_RECORDS TO USE_.
__________
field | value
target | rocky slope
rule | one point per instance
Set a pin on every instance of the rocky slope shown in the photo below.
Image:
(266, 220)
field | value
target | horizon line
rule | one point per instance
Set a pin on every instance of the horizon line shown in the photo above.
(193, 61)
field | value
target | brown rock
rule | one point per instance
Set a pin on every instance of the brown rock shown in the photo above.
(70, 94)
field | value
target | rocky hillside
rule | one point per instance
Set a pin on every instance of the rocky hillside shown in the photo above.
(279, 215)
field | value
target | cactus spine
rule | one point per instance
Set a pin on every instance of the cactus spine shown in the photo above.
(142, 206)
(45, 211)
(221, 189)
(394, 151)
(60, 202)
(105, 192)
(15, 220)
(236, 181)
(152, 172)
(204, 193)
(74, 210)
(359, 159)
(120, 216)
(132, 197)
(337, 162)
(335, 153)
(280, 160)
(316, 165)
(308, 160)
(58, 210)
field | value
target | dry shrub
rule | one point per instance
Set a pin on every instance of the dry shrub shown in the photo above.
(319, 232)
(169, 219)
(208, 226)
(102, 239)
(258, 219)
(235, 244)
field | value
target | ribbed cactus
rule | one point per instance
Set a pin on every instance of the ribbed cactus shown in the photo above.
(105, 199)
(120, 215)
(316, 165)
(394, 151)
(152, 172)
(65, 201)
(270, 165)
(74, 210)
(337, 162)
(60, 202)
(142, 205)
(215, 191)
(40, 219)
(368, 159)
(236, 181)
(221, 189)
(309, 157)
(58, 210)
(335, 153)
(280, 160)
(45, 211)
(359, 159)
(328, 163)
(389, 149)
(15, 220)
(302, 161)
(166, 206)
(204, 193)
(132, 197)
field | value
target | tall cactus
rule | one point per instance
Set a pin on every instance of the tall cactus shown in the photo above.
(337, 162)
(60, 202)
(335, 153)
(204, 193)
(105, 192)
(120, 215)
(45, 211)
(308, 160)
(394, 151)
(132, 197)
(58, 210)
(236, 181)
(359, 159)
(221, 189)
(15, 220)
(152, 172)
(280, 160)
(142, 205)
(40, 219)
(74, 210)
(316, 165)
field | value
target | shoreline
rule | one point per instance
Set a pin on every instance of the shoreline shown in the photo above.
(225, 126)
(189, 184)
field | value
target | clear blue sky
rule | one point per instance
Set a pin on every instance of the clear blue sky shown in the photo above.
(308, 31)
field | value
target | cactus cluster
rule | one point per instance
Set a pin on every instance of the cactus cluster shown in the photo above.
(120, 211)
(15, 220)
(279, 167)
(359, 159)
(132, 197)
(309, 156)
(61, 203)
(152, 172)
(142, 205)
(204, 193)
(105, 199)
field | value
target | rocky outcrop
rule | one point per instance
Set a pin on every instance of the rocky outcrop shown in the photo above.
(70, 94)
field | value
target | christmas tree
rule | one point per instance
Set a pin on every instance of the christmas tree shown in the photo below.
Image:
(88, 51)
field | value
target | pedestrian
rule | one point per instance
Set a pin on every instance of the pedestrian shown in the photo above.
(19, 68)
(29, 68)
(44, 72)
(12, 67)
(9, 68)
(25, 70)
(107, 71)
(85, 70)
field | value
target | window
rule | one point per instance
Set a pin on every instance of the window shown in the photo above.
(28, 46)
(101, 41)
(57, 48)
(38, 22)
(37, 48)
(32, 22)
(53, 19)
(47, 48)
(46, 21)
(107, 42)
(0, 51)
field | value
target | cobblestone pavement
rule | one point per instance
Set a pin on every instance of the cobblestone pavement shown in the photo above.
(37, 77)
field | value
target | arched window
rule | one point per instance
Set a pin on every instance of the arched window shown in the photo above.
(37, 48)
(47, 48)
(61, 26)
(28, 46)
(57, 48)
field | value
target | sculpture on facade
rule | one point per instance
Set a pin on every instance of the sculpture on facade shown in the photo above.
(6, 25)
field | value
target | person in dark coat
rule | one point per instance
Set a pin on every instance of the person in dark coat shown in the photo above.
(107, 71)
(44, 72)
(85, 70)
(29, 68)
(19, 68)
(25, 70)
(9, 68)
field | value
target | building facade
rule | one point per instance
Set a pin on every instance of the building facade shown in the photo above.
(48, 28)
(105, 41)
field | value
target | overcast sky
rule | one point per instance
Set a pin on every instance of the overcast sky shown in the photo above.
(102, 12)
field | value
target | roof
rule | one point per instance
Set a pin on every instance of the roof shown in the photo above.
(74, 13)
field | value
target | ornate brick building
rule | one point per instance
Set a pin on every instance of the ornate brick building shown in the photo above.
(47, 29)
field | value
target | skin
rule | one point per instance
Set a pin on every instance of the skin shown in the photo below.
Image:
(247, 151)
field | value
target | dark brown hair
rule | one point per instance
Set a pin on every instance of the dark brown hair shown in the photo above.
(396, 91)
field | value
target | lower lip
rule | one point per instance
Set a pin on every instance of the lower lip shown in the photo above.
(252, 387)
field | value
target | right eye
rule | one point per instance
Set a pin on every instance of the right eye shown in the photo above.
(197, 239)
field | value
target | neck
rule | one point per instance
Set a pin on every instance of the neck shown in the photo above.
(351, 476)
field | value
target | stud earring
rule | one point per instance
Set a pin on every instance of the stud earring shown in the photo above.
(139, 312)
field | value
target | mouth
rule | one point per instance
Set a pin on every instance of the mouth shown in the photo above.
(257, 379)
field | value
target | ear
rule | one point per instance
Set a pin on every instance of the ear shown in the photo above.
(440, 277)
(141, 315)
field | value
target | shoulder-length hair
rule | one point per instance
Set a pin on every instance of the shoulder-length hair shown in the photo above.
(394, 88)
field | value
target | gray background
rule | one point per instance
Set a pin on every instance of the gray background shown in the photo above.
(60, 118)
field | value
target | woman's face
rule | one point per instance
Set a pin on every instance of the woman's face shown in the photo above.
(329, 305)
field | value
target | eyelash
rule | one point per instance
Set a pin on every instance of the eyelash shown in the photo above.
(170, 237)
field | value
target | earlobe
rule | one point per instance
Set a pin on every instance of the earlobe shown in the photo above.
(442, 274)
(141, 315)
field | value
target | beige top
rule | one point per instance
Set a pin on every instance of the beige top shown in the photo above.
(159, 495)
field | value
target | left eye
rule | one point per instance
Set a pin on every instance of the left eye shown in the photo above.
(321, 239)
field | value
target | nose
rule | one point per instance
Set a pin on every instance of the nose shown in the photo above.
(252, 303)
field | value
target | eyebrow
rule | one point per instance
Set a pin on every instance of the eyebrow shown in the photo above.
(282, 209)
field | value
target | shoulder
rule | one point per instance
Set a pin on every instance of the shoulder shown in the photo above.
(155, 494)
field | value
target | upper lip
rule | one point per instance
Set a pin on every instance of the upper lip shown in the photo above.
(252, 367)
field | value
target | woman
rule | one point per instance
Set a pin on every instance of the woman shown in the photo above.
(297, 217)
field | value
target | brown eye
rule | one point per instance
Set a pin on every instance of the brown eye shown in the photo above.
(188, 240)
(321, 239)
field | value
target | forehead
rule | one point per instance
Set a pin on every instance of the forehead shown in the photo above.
__________
_ACTIVITY_.
Return all of the data precisely as it appears.

_COMPLETED TASK_.
field | value
target | rocky slope
rule | one point per instance
Set a pin on every instance of the rocky slope shown in the photo below.
Image:
(266, 220)
field | value
target | horizon line
rule | one point per instance
Set a pin on every instance of the horizon line shown in the photo above.
(193, 61)
field | value
target | brown rock
rule | one point per instance
Set a pin on every instance of the brown rock shown in the photo above.
(70, 94)
field | value
target | rocky hillside
rule | one point per instance
Set a pin on every instance of the rocky hillside shown in the photo above.
(279, 215)
field | value
target | cactus spine
rule | one point per instance
Set a pin on every instance of the cactus spine shown in the photo above.
(142, 206)
(45, 211)
(221, 189)
(394, 151)
(60, 202)
(105, 192)
(15, 220)
(236, 181)
(152, 172)
(204, 193)
(74, 210)
(359, 159)
(120, 216)
(132, 197)
(337, 162)
(335, 153)
(280, 160)
(316, 165)
(308, 160)
(58, 210)
field | value
target | dry shrub
rule | one point per instance
Set a pin on every instance of the dry shrub shown in the photo above.
(319, 232)
(169, 219)
(208, 226)
(102, 239)
(258, 219)
(235, 244)
field | value
target | ribbed cactus
rule | one point per instance
Set a pin on every instance of the ribbed cactus shown in the photo above.
(105, 199)
(120, 215)
(316, 165)
(394, 151)
(152, 172)
(65, 201)
(270, 165)
(74, 210)
(337, 162)
(60, 202)
(142, 205)
(215, 191)
(40, 219)
(368, 159)
(236, 181)
(221, 189)
(309, 157)
(58, 210)
(335, 153)
(280, 160)
(45, 211)
(359, 159)
(328, 163)
(389, 149)
(15, 220)
(302, 161)
(166, 206)
(204, 193)
(132, 197)
field | value
target | tall cactus
rule | one point per instance
Set a pin on every instance of the tall cactus shown in the photo above.
(337, 162)
(60, 202)
(335, 153)
(204, 193)
(105, 192)
(120, 215)
(45, 211)
(308, 160)
(394, 151)
(132, 197)
(58, 210)
(236, 181)
(359, 159)
(221, 189)
(15, 220)
(152, 172)
(280, 160)
(142, 205)
(40, 219)
(74, 210)
(316, 165)
field | value
target | shoreline
rule | one point per instance
Set a pin on every instance of the shoreline shown in the photo above.
(225, 126)
(189, 184)
field | value
target | clear blue sky
rule | one point per instance
Set a pin on every instance of the clear blue sky shown in the photo above.
(308, 31)
field | value
target | cactus cluster
rule | one point per instance
Set a pin on every instance of the cactus cluster shown in the photo above.
(120, 211)
(15, 220)
(279, 167)
(359, 159)
(132, 197)
(309, 156)
(61, 203)
(152, 172)
(142, 205)
(204, 193)
(105, 199)
field | value
target | rocky outcrop
rule | one point per instance
Set a pin on every instance of the rocky outcrop shown in the photo above.
(70, 94)
field | value
target | christmas tree
rule | one point per instance
Set a pin on every instance of the christmas tree shown in the photo below.
Image:
(88, 51)
field | value
target | pedestrian
rule | one point per instance
Set a pin on every instance of the pedestrian shown in the photo above.
(19, 68)
(29, 68)
(44, 72)
(12, 67)
(9, 68)
(25, 70)
(107, 71)
(85, 70)
field | value
target | window
rule | one point per instance
Set a pin on every instance of the window shown in the photo above.
(28, 46)
(101, 41)
(57, 48)
(38, 22)
(37, 48)
(32, 22)
(53, 19)
(47, 48)
(46, 21)
(107, 42)
(0, 51)
field | value
target | cobblestone pavement
rule | one point per instance
Set a pin on every instance of the cobblestone pavement shown in the photo above.
(37, 77)
field | value
target | arched window
rule | one point per instance
Set a pin on every instance of the arched window shown in the photo above.
(37, 48)
(47, 48)
(61, 26)
(28, 46)
(57, 48)
field | value
target | sculpture on facade
rule | one point per instance
Set a pin on every instance of the sculpture on facade shown in the photo above.
(6, 25)
field | value
target | person in dark coat
rule | one point per instance
Set a pin on every instance of the person in dark coat shown in the photo above.
(107, 71)
(44, 72)
(85, 70)
(29, 68)
(19, 68)
(25, 70)
(9, 68)
field | value
target | building facade
rule | one point per instance
Set a pin on every instance of the building facade shown in the photo above.
(48, 28)
(105, 41)
field | value
target | overcast sky
rule | one point per instance
Set a pin on every instance of the overcast sky shown in the photo above.
(102, 12)
field | value
target | roof
rule | one point per instance
Set a pin on every instance of the roof shown in the photo above.
(74, 13)
field | value
target | ornate brick building
rule | one point per instance
Set a pin on every instance of the ornate brick building shown in the photo above.
(47, 29)
field | value
target | skin
rule | one point per instance
Set a pin on every instance of the skin shown in the photo below.
Image:
(247, 151)
field | value
target | dark brown hair
rule | one point per instance
Set a pin on every instance of the dark brown hair shown in the photo above.
(396, 91)
field | value
target | lower lip
rule | one point per instance
Set a pin on every instance of the lower lip shown in the photo above.
(252, 387)
field | value
target | right eye
rule | one point per instance
Set a pin on every instance of the right eye shown in the photo above.
(197, 239)
field | value
target | neck
rule | one point per instance
Set a pin on every instance of the neck shown in the photo above.
(351, 476)
field | value
target | stud earring
rule | one point per instance
Set a pin on every instance of the stud earring shown in the photo above.
(139, 312)
field | value
target | mouth
rule | one point per instance
Set a pin on every instance of the mouth shown in the photo above.
(257, 379)
field | value
target | ear
rule | one point per instance
Set a pin on every instance of the ear shown in the photo above.
(440, 277)
(141, 315)
field | value
target | shoulder-length hair
rule | one point per instance
Set a pin on every instance of the shoulder-length hair shown in the photo above.
(394, 88)
field | value
target | gray background
rule | one point per instance
Set a pin on every instance of the gray background shown in the photo above.
(60, 118)
field | value
target | woman's face
rule | one point per instance
Set a pin on every instance of the woman's face shown in the photo above.
(329, 305)
field | value
target | eyelash
rule | one point per instance
Set a pin on every instance of the eyelash shown in the photo above.
(170, 237)
field | value
target | earlobe
rule | one point per instance
Set a pin on every instance of the earlobe shown in the photo above.
(442, 274)
(141, 315)
field | value
target | beige top
rule | one point per instance
Set a pin on every instance of the beige top shown in the photo above.
(159, 495)
field | value
target | left eye
rule | one point per instance
Set a pin on every instance of the left eye shown in the photo above.
(321, 239)
field | value
target | nose
rule | one point per instance
Set a pin on every instance of the nose shown in the photo above.
(252, 303)
field | value
target | eyebrow
rule | one point per instance
Set a pin on every instance of the eyebrow shown in the photo above.
(282, 209)
field | value
target | shoulder
rule | one point per instance
Set a pin on every instance of the shoulder shown in the photo above.
(155, 494)
field | value
target | upper lip
rule | one point per instance
Set a pin on every instance of the upper lip shown in the photo above.
(252, 367)
field | value
target | woman
rule | one point per instance
Set a pin on every instance of the woman shown in the photo above.
(297, 217)
field | value
target | brown eye
rule | one point per instance
Set a pin on every instance of the brown eye shown in the photo above.
(188, 240)
(321, 239)
field | value
target | forehead
rule | one point per instance
Set a pin on every instance of the forehead shown in the photo above.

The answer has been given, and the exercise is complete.